Since you didn't check in this function that it's an ABC, it's not guaranteed that cls.__abstractmethods__ works:

>>> class FooABC: pass
... 
>>> FooABC.__abstractmethods__
Traceback (most recent call last):
  File "<stdin>", line 1, in <module>
AttributeError: __abstractmethods__

Maybe add a test for when this function is called for a non-ABC.

The nested getattr() isn't very clear.

Also, since this is in the inner loop for a dynamic decorator, it will slow the class creation process. I didn't used to think that was important but experience with named tuples show that people care a great deal about the amount of computation that occurs during an import.

would using a walrus operator be okay here?

roots = {...
         if (root:=getattr(cls, op, None)) is not getattr(object, op, None)
         and not getattr(root, '__isabstractmethod__', False)}

That seems fine to me.

Add tests for deeper inheritance - I think iterating over __bases__ may not be enough:

>>> class A: pass
... 
>>> class B(A): pass
... 
>>> class C(B): pass
... 
>>> C.__bases__
(<class '__main__.B'>,)
>>> B.__bases__
(<class '__main__.A'>,)

It actually is- we are assured that the parent's __abstractmethods__ are correct since, after a class is subclassed, its abstraction status cannot change:

class A(ABC):
  @abstractmethod
  def foo(self): pass

class B(A):
  pass

# after this point, A.__abstractmethods__ will never change, so we can rely on it always being correct when checking B's Abstraction status

I added a test case regardless

I see, interesting. How about this case? I think you might need to break after the first hit for the method:

class A(metaclass=abc.ABCMeta):
    @abc.abstractmethod
    def foo(self):
        pass

class B(metaclass=abc.ABCMeta):
    @abc.abstractmethod
    def foo(self):
        pass

class C(A, B):
    pass

A.foo = lambda self: None


assert(C.foo is not abstract)

This is expected (albeit confusing) behavior. Since abstraction status cannot change after subclassing, A is still considered abstract, even though its method is implemented. However, since namespace resolution occurs through the __dict__ attribute, The method is defined as far as C is concerned. Indeed, if you were to call update_abstractmethods(C) after this code, C would become concrete and usable, since its foo method implemented.

In essence, abstract methods shouldn't be changed after the class is used, so this use case is not handled by this implementation.

Well, I disagree with the check for empty __subclasses__(), and I think in Irit's last example the right thing to do is to call abc.update_abstractmethods(A) and then abc.update_abstractmethods(C).

## INSTRUCTION A
From the abstract-methods thread, copy the section that opens with the words containing "Maybe add a" and closes with "fine to me.".
## INSTRUCTION B
In the abstract-methods thread, what has experience with named tuples shown?

(Shape annotation entries)

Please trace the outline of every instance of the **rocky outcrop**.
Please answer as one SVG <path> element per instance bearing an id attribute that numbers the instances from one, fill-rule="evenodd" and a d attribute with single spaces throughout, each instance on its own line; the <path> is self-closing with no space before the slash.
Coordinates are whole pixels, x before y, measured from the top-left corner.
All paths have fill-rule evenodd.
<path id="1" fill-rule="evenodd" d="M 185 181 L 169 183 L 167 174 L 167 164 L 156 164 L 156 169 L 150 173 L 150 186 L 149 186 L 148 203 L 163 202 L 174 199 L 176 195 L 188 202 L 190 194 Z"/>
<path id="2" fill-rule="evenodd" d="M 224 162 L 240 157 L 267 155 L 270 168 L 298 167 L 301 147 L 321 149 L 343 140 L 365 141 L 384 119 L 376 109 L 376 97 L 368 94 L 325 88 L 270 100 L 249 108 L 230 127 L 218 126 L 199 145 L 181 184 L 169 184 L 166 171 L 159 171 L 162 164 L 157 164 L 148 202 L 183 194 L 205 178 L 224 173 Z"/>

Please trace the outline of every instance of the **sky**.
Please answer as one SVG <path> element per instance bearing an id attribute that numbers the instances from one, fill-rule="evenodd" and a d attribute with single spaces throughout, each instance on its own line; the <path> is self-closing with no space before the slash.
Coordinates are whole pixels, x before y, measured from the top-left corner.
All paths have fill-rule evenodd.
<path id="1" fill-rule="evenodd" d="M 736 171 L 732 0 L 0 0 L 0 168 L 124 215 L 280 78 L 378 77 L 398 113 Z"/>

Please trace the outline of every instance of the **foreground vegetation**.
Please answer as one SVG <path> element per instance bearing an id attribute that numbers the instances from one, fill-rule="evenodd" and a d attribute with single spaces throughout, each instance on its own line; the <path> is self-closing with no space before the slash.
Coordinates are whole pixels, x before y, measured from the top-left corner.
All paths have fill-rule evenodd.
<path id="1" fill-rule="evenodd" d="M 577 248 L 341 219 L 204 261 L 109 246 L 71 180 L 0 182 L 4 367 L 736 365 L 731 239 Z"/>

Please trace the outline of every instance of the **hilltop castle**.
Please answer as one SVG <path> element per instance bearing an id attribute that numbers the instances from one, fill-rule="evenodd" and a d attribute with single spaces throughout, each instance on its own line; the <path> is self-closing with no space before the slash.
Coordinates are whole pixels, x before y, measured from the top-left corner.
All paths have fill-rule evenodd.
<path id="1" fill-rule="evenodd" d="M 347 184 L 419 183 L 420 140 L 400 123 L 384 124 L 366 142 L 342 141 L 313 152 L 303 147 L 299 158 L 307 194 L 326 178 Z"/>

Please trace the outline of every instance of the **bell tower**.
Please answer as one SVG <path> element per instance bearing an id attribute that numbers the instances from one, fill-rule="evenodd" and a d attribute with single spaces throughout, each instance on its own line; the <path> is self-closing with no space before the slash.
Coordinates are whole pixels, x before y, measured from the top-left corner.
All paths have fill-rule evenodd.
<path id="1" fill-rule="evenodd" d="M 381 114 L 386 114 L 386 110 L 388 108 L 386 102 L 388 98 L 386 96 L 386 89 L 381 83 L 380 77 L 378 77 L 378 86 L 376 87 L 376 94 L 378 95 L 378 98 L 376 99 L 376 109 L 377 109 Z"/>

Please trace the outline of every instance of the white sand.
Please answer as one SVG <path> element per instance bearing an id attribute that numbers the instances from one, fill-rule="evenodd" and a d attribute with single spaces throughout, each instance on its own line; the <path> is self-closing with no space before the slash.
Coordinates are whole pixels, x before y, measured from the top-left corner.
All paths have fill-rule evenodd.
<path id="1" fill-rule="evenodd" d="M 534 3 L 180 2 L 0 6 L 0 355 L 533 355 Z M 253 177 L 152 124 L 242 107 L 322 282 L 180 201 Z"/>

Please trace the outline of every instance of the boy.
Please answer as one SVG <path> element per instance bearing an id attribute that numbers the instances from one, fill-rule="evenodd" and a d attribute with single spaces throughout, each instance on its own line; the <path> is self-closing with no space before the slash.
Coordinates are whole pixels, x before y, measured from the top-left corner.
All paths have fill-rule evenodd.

## EXERCISE RESPONSE A
Maybe add a test for when this function is called for a non-ABC.

The nested getattr() isn't very clear.

Also, since this is in the inner loop for a dynamic decorator, it will slow the class creation process. I didn't used to think that was important but experience with named tuples show that people care a great deal about the amount of computation that occurs during an import.

would using a walrus operator be okay here?

roots = {...
         if (root:=getattr(cls, op, None)) is not getattr(object, op, None)
         and not getattr(root, '__isabstractmethod__', False)}

That seems fine to me.

## EXERCISE RESPONSE B
People care a great deal about the amount of computation that occurs during an import.